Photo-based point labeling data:
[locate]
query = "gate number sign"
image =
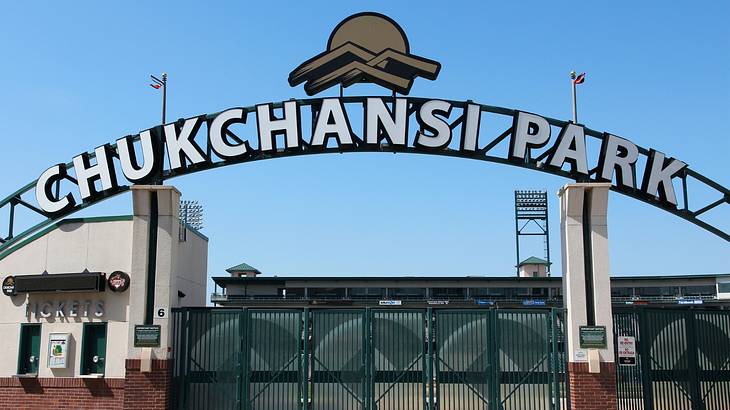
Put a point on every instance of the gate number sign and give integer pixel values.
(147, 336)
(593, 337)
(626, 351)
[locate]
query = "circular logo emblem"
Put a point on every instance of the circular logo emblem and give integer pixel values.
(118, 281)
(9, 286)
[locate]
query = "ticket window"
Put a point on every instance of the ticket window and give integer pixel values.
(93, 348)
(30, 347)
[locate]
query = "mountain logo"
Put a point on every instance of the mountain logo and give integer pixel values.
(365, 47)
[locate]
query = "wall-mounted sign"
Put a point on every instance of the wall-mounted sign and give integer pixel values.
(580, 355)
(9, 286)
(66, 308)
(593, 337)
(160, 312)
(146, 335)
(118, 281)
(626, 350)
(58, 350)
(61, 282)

(Description of the task):
Return each line from the rows above that contains the word "sign".

(Exercise solution):
query = "gate number sign"
Put a point on every instance of the gate number sign and give integer pixel values.
query = "wall-mounted sign"
Put a point on every instance of the wall-mounted sign and give integer pixel values.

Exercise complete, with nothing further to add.